Data records
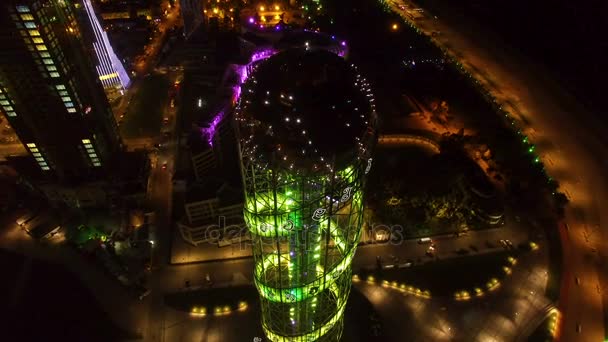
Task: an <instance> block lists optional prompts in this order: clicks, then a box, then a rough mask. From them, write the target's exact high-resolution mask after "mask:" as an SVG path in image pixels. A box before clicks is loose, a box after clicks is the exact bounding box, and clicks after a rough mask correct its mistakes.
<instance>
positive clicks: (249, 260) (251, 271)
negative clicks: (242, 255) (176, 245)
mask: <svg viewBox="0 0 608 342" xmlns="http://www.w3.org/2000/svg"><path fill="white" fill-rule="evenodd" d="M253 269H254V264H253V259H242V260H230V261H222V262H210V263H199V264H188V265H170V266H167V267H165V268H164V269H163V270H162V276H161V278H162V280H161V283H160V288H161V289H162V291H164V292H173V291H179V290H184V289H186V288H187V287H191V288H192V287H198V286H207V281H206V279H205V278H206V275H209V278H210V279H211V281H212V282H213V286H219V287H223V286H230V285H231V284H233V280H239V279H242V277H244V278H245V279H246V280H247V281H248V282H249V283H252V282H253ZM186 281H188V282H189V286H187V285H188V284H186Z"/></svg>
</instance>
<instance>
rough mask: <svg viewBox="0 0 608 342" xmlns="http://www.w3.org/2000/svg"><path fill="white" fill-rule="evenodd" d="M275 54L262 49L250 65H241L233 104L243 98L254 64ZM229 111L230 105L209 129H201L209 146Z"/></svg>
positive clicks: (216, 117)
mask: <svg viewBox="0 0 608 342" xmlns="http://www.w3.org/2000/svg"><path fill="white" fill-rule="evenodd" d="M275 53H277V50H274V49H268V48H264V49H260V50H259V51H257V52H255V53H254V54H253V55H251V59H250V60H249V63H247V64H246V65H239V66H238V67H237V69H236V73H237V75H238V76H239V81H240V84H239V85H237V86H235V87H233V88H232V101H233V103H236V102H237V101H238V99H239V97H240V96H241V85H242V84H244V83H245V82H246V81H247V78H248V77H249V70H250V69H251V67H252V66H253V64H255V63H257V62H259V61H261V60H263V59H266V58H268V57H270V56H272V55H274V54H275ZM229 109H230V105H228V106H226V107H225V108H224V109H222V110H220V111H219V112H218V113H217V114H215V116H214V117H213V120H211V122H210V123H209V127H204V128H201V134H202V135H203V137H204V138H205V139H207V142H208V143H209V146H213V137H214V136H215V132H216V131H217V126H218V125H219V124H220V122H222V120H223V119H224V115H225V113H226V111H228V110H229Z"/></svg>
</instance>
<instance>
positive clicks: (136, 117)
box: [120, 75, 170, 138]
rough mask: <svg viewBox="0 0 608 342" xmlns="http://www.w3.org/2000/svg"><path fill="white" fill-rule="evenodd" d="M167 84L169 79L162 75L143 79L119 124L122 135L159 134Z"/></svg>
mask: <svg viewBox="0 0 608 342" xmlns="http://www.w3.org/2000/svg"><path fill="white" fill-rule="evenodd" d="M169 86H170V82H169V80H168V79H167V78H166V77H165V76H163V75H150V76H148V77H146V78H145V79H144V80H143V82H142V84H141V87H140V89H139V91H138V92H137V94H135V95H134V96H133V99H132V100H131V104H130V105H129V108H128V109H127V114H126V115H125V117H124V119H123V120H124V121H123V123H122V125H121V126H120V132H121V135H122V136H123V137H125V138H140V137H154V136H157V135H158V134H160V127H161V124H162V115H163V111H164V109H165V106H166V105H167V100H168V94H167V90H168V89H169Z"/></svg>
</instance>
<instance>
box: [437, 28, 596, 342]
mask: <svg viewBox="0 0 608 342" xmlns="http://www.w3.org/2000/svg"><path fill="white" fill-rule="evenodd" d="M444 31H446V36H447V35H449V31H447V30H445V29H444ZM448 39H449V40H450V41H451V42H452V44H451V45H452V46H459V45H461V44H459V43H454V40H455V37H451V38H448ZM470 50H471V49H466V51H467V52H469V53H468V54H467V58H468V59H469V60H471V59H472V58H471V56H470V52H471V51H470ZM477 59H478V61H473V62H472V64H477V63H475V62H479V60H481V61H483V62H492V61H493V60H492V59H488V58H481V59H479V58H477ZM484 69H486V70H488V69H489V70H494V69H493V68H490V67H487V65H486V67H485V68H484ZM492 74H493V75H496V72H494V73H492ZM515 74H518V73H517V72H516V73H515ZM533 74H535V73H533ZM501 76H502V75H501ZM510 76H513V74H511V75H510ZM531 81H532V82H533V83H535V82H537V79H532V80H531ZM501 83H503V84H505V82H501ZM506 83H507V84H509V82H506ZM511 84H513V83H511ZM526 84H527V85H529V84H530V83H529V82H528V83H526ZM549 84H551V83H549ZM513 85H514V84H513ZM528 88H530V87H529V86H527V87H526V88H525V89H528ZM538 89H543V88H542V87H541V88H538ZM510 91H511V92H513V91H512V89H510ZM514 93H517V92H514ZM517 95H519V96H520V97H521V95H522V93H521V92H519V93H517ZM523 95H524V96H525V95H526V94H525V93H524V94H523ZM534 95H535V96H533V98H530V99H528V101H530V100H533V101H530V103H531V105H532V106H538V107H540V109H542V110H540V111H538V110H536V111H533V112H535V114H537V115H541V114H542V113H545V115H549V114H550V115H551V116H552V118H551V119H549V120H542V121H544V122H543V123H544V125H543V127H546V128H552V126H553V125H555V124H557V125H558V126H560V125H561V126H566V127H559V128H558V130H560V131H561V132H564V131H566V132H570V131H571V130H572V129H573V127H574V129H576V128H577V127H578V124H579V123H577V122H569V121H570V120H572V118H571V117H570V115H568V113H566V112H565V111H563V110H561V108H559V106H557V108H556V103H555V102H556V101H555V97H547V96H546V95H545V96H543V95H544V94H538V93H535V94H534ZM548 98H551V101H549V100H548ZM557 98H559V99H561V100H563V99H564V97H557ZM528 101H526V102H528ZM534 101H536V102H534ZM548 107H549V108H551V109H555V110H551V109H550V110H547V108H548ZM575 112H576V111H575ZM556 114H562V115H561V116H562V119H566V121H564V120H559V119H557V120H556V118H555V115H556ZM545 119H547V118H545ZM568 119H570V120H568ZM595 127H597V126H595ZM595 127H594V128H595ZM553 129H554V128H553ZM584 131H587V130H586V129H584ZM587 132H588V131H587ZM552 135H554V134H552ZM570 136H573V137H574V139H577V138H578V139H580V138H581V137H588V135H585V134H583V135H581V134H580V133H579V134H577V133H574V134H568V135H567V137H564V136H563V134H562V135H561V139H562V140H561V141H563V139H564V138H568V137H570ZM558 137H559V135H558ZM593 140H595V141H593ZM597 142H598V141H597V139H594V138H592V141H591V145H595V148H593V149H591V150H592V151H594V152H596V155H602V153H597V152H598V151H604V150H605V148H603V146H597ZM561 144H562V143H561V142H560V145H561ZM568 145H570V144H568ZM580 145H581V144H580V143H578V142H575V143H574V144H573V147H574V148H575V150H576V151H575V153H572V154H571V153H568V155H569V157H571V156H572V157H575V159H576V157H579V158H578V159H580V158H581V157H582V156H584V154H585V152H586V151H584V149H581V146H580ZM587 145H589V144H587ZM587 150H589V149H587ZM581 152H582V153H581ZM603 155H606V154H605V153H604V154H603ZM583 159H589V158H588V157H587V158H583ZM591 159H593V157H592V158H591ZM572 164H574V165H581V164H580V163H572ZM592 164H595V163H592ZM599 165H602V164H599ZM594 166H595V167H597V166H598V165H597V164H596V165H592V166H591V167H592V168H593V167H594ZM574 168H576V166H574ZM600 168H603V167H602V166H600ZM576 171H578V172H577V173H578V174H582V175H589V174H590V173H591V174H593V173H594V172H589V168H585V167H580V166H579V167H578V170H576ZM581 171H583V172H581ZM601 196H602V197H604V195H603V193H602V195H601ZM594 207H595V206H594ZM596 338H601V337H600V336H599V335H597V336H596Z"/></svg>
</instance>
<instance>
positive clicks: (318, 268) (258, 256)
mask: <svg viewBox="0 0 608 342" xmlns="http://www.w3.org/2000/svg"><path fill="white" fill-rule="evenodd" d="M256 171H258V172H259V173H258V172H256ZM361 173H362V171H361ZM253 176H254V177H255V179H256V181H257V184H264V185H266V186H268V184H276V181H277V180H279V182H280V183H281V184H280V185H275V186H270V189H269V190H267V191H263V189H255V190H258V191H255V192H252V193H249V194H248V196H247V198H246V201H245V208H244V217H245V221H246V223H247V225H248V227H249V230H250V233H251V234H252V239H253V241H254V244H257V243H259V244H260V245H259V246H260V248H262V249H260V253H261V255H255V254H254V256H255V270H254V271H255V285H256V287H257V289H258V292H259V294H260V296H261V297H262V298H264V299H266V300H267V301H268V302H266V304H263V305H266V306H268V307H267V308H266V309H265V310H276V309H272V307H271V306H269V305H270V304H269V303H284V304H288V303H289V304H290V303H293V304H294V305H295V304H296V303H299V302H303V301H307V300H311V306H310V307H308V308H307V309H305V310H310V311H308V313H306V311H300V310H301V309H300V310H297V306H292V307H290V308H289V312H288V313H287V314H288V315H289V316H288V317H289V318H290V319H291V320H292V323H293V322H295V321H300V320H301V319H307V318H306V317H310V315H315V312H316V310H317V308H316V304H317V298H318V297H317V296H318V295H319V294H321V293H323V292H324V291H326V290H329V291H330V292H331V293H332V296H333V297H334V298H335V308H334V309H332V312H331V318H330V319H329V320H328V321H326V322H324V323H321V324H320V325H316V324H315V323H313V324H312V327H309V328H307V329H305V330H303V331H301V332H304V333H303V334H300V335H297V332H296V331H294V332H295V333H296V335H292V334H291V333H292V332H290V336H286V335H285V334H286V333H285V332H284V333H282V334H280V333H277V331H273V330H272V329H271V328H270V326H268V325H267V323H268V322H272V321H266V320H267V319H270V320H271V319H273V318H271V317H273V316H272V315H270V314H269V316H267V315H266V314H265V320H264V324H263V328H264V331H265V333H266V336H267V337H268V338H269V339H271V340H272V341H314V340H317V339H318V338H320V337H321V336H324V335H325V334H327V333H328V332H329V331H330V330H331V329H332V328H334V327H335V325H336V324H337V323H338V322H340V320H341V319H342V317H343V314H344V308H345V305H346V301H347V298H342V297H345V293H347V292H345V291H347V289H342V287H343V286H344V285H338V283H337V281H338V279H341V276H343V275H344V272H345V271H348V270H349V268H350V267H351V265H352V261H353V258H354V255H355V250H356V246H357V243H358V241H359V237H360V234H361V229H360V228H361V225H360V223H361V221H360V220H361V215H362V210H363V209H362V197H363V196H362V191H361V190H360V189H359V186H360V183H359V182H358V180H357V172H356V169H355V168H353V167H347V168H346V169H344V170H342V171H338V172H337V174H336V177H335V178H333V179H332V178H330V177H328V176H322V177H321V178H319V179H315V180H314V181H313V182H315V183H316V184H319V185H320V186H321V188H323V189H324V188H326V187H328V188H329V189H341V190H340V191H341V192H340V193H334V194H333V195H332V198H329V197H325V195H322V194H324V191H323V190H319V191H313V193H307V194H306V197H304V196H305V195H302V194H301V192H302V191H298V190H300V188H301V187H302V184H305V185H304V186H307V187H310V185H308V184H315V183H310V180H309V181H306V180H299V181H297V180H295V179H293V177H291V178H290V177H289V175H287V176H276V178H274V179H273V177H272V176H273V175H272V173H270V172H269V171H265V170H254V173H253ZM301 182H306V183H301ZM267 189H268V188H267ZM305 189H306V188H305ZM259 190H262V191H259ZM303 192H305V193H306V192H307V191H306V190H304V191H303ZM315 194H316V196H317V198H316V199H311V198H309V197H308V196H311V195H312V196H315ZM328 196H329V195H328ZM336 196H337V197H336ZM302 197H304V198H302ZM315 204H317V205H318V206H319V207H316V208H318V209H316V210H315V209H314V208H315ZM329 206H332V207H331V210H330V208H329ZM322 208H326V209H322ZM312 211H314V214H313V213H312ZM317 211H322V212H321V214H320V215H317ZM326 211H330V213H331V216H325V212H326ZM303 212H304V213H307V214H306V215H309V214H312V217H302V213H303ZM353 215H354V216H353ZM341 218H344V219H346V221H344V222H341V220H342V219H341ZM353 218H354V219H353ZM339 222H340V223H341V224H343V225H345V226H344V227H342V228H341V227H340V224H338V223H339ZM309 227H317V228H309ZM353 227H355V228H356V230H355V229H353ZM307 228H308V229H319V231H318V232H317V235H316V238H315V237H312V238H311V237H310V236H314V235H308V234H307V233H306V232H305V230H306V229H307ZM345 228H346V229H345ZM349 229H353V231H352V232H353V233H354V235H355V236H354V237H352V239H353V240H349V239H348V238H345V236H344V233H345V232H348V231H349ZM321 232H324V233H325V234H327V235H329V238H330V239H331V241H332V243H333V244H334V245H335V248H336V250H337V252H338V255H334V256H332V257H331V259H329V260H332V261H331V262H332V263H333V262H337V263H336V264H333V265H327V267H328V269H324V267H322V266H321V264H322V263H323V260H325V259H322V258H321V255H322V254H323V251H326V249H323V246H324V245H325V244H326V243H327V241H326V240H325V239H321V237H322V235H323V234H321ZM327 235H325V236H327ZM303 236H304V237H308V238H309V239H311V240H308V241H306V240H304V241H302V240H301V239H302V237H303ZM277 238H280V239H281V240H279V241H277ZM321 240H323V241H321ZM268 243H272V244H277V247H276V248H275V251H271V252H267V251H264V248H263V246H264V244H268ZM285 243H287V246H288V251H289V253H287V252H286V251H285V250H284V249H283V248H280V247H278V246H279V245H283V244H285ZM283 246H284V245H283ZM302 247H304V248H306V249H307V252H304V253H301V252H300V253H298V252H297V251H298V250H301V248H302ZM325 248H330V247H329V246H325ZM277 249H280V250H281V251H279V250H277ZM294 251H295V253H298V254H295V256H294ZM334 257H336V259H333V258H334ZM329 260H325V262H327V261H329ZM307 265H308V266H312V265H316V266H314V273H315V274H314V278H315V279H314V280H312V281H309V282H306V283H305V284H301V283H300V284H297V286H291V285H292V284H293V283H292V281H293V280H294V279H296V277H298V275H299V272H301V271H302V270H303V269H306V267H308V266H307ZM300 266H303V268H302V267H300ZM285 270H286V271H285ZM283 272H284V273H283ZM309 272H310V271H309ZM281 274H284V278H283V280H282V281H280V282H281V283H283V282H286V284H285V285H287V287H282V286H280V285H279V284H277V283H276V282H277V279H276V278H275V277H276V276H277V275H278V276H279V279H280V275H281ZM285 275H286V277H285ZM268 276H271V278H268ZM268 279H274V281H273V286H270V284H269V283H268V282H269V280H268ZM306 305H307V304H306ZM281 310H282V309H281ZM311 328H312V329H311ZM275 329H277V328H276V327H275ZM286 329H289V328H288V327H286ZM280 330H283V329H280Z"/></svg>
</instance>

» ASSIGNED TASK:
Reproduce the stretch of the entries from their start through the line that contains "box: [120, 75, 170, 138]", leaving the pictures out of your answer.

» THE ANSWER:
Task: an <instance> block lists optional prompts in this order: clicks, then a box, then a rough mask. From them, write the target's exact high-resolution mask after "mask:" as an SVG path in image pixels. A box before clicks is loose, a box after clicks is the exact bounding box, and clicks after a rough mask correct its mistakes.
<instance>
positive clicks: (249, 260) (251, 271)
negative clicks: (242, 255) (176, 245)
mask: <svg viewBox="0 0 608 342" xmlns="http://www.w3.org/2000/svg"><path fill="white" fill-rule="evenodd" d="M253 269H254V264H253V259H242V260H230V261H222V262H210V263H199V264H188V265H170V266H167V267H165V268H164V269H163V270H162V276H161V278H162V280H161V283H160V288H161V289H162V291H164V292H173V291H179V290H184V289H186V288H187V287H191V288H192V287H198V286H207V281H206V279H205V278H206V275H209V278H210V279H211V281H212V282H213V286H219V287H223V286H230V285H231V284H233V280H239V279H242V277H244V278H245V279H246V280H247V281H248V282H249V283H252V282H253ZM186 281H188V282H189V286H187V285H188V284H186Z"/></svg>
</instance>
<instance>
rough mask: <svg viewBox="0 0 608 342" xmlns="http://www.w3.org/2000/svg"><path fill="white" fill-rule="evenodd" d="M275 54L262 49L250 65H241L233 104L243 98L254 64ZM229 111L230 105L209 129H201L209 146Z"/></svg>
positive clicks: (216, 117)
mask: <svg viewBox="0 0 608 342" xmlns="http://www.w3.org/2000/svg"><path fill="white" fill-rule="evenodd" d="M275 53H277V50H274V49H268V48H264V49H260V50H259V51H257V52H255V53H254V54H253V55H251V59H250V60H249V63H247V64H246V65H239V66H238V67H237V69H236V73H237V75H238V76H239V81H240V84H239V85H237V86H235V87H233V88H232V101H233V103H236V102H237V101H238V99H239V97H240V96H241V85H242V84H244V83H245V82H246V81H247V78H248V77H249V70H250V69H251V67H252V66H253V64H255V63H257V62H259V61H261V60H263V59H266V58H268V57H270V56H272V55H274V54H275ZM229 109H230V105H228V106H226V107H225V108H224V109H222V110H220V111H219V112H218V113H217V114H215V116H214V117H213V120H211V122H210V123H209V127H204V128H201V134H202V135H203V137H204V138H205V139H207V142H208V143H209V146H213V137H214V136H215V132H216V131H217V126H218V125H219V124H220V122H222V120H223V119H224V115H225V113H226V111H228V110H229Z"/></svg>
</instance>
<instance>
positive clicks: (136, 117)
box: [120, 75, 170, 138]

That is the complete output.